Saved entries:
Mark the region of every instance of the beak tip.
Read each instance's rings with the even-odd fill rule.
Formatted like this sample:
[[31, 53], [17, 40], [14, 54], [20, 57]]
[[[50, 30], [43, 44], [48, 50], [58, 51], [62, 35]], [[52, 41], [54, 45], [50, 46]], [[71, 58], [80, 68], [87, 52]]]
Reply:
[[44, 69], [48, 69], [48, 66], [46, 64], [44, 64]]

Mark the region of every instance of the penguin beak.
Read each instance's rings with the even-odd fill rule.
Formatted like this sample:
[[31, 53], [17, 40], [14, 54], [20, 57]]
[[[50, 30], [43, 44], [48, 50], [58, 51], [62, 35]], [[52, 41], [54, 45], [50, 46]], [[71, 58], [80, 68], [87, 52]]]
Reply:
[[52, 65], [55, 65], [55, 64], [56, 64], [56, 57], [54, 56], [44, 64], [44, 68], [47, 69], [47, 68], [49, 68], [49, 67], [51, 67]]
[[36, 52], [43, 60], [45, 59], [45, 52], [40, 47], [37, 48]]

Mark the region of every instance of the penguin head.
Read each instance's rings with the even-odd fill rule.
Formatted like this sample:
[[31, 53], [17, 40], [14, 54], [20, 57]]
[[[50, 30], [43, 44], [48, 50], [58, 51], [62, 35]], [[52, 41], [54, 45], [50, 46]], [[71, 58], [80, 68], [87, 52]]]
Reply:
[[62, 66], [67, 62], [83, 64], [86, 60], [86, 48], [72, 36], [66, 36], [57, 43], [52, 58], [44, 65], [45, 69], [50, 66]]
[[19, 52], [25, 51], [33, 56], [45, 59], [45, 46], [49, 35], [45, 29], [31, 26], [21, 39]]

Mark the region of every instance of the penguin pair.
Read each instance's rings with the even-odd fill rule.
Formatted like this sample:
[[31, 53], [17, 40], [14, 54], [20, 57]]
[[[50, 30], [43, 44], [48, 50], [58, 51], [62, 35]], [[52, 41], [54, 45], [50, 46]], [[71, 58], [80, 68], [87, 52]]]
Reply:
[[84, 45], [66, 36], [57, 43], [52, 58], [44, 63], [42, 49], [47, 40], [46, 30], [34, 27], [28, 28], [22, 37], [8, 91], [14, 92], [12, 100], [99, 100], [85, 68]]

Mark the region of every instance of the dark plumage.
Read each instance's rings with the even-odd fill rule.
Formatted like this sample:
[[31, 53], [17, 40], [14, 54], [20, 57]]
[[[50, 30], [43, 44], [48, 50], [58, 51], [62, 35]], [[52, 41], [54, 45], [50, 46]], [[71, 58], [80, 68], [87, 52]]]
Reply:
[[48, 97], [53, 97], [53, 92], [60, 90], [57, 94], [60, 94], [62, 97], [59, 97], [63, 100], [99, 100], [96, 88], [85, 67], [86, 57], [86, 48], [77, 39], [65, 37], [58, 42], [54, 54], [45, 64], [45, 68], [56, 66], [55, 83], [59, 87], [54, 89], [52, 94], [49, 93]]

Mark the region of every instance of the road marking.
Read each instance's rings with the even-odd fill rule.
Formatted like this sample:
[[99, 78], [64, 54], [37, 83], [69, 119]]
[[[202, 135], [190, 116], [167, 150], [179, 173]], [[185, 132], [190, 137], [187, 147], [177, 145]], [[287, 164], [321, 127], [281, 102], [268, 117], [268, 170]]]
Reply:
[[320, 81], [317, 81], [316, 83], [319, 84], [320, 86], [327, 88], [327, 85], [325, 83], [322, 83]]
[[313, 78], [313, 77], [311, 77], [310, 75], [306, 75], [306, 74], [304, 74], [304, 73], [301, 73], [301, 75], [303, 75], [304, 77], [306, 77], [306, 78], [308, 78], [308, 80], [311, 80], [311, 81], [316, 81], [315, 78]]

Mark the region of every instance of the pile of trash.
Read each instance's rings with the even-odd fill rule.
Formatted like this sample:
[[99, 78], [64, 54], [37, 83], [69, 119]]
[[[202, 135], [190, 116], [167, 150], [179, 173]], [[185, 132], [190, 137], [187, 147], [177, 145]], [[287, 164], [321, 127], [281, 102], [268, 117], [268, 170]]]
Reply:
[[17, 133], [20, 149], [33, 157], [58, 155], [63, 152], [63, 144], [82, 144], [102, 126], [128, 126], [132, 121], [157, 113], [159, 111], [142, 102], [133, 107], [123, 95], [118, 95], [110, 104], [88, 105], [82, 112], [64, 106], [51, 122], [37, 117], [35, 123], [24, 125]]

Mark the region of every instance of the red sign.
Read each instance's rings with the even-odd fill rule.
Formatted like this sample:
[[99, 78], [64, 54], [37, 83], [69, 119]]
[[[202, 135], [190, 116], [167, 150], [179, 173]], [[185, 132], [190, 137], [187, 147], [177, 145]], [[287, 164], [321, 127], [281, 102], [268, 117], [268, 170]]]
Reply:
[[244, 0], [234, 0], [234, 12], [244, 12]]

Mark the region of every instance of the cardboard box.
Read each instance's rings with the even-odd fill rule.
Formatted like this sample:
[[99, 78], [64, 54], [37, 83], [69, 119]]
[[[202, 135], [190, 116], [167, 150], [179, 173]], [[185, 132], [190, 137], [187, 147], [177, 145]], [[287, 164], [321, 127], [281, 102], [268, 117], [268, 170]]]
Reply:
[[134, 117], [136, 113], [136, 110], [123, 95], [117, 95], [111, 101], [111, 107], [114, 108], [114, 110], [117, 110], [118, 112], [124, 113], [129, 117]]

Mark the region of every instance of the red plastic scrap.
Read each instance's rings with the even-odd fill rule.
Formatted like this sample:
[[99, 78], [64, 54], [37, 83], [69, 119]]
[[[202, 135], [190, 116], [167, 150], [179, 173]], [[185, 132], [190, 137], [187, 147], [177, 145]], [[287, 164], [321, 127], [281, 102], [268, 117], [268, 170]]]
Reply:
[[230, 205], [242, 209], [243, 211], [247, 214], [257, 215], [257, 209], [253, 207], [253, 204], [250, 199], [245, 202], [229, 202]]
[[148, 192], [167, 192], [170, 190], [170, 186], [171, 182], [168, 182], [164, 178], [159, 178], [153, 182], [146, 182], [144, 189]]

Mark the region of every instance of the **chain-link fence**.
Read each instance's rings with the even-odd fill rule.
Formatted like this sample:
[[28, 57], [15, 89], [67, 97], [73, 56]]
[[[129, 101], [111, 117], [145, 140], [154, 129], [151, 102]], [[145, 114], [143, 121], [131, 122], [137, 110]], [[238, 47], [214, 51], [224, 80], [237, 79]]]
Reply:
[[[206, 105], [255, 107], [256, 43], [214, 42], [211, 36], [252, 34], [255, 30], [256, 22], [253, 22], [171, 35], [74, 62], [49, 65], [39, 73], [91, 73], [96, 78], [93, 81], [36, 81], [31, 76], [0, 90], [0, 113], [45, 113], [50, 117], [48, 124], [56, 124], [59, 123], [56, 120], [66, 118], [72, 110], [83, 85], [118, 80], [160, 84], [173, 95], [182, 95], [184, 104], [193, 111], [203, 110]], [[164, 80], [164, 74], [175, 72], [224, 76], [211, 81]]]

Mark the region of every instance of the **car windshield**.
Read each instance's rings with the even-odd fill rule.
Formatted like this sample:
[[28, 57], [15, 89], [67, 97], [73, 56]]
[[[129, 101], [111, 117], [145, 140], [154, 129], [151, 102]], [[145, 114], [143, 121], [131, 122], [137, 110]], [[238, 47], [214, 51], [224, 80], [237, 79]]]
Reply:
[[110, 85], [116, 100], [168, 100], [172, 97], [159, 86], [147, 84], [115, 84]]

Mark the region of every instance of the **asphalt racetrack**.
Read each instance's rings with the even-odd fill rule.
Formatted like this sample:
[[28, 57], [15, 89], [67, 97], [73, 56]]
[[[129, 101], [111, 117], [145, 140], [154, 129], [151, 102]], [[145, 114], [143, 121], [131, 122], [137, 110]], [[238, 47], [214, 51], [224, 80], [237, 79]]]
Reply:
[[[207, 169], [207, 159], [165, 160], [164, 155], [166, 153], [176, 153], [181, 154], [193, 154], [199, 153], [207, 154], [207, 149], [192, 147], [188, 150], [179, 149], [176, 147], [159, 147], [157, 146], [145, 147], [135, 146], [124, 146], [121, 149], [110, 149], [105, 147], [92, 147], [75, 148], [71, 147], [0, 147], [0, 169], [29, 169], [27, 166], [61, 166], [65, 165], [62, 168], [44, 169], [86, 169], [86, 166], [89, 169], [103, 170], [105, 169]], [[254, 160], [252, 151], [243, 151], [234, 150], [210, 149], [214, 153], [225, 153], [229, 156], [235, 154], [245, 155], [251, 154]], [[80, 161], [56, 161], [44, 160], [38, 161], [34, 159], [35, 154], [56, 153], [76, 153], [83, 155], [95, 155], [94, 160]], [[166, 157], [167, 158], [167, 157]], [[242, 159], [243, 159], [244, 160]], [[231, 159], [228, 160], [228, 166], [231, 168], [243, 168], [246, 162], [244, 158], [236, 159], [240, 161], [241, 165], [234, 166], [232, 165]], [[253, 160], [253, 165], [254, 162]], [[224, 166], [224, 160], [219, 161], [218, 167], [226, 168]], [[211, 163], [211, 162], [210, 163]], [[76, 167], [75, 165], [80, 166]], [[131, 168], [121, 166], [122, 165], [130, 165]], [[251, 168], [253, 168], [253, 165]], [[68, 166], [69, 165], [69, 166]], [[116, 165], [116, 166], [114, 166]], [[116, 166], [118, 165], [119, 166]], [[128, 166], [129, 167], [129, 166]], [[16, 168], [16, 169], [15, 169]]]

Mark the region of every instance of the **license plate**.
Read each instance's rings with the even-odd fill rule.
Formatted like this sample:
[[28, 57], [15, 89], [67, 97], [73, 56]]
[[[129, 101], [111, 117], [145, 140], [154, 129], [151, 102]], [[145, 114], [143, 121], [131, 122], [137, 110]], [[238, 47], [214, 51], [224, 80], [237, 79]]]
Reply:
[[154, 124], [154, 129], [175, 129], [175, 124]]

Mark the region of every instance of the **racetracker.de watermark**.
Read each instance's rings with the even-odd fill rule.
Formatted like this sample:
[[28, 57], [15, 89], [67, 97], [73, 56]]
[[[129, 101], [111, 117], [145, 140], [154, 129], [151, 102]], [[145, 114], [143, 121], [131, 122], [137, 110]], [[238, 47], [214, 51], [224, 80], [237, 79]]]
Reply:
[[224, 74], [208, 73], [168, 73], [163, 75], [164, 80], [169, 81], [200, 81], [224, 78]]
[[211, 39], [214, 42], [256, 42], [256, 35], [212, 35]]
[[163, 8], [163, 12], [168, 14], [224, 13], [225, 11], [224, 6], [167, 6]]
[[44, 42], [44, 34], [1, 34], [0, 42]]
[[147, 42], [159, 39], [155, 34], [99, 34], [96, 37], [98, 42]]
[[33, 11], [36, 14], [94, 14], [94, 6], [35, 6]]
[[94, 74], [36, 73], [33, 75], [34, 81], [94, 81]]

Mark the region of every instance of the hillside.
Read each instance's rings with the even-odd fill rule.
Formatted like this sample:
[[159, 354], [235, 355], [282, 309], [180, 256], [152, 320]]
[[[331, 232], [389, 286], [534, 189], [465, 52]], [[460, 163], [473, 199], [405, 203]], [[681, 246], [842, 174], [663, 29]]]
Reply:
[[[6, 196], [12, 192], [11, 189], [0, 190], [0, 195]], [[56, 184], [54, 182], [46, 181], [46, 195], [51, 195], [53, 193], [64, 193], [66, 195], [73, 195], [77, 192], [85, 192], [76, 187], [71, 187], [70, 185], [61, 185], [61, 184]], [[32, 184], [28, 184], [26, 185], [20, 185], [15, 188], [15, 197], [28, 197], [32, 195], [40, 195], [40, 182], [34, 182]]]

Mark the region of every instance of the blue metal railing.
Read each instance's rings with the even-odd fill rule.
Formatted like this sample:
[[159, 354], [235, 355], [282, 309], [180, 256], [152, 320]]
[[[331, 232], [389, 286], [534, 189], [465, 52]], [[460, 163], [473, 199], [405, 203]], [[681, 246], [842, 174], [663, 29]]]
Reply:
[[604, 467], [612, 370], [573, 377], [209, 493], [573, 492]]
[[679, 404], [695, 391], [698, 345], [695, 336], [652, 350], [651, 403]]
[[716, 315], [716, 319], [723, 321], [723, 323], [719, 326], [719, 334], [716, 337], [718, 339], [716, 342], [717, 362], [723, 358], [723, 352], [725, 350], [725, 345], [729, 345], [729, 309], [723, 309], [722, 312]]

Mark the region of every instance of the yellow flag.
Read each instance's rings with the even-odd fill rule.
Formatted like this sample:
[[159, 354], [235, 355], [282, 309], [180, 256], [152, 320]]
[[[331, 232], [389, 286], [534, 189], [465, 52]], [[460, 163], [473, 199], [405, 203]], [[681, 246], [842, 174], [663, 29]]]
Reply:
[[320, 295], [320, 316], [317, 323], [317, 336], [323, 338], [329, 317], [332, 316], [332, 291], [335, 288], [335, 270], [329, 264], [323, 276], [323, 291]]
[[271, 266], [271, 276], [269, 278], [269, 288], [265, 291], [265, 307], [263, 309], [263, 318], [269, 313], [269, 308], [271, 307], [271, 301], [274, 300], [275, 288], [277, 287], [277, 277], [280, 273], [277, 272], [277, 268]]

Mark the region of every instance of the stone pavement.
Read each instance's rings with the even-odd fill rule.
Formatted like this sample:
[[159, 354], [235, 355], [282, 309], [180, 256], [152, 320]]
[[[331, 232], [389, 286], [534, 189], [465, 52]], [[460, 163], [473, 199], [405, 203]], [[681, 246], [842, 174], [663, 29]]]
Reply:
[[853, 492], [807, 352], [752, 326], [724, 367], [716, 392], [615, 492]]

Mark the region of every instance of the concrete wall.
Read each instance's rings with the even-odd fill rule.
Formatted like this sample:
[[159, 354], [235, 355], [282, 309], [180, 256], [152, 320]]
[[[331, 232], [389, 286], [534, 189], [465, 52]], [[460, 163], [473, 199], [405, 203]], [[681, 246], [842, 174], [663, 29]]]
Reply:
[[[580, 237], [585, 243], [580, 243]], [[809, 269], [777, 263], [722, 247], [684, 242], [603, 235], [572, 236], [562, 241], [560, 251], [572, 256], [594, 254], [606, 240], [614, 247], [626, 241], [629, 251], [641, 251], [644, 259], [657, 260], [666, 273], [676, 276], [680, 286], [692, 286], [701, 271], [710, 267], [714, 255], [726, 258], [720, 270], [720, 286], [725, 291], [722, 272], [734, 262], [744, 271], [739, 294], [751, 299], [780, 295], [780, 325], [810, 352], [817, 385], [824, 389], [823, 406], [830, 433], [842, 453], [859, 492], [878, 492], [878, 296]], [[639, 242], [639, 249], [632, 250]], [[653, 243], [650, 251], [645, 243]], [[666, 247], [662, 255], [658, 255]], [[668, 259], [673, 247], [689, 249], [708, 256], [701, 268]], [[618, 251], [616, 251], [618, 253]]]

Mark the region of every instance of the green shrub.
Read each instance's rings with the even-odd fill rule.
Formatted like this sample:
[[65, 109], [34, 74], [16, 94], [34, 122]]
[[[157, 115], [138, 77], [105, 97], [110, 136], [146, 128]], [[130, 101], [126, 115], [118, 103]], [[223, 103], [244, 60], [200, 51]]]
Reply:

▶ _THE EXERCISE_: Output, unchanged, the lines from the one containing "Mark the region of every instance of the **license" through the one containing "[[154, 124], [154, 129], [175, 129], [175, 124]]", including both of those lines.

▶ _FINAL ANSWER_:
Mark the region of every instance of the **license plate**.
Read each instance's rings with the even-odd fill rule.
Formatted like this sample:
[[28, 57], [15, 89], [67, 97], [73, 56]]
[[[129, 101], [111, 117], [145, 140], [154, 129], [151, 102]], [[145, 114], [143, 121], [131, 122], [137, 110]], [[238, 47], [214, 51], [224, 80], [237, 79]]]
Reply:
[[154, 124], [154, 129], [175, 129], [175, 124]]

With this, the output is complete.